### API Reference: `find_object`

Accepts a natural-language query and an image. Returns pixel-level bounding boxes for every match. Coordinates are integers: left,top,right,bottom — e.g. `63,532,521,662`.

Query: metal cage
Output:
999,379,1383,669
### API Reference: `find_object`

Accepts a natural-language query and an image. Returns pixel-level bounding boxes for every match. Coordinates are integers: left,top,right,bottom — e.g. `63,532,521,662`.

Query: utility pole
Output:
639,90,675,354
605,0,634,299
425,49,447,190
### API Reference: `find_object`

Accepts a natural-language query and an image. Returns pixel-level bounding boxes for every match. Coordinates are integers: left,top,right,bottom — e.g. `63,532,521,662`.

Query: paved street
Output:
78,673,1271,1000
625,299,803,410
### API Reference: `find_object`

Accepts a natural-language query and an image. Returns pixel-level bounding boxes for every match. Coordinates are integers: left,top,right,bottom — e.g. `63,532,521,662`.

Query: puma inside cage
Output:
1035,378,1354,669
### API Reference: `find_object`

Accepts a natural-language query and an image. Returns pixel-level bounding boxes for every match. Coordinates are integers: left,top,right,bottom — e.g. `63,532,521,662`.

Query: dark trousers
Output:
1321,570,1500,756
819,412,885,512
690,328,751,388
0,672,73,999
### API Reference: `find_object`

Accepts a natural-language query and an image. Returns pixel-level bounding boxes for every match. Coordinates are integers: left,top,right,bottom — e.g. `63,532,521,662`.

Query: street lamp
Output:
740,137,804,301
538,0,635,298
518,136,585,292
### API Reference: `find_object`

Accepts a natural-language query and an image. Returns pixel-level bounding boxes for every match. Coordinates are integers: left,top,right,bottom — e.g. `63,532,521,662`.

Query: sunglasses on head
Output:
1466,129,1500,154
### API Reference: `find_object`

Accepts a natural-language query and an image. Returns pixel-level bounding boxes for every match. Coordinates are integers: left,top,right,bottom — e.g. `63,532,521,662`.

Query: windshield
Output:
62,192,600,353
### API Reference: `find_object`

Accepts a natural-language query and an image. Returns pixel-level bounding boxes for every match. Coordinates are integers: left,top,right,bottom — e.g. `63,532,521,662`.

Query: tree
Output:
◆ ◆ ◆
> PROMPT: Where a line of the records holds the word "cage", copy that line.

> RESULT BELOW:
Query: metal cage
Query: puma inside cage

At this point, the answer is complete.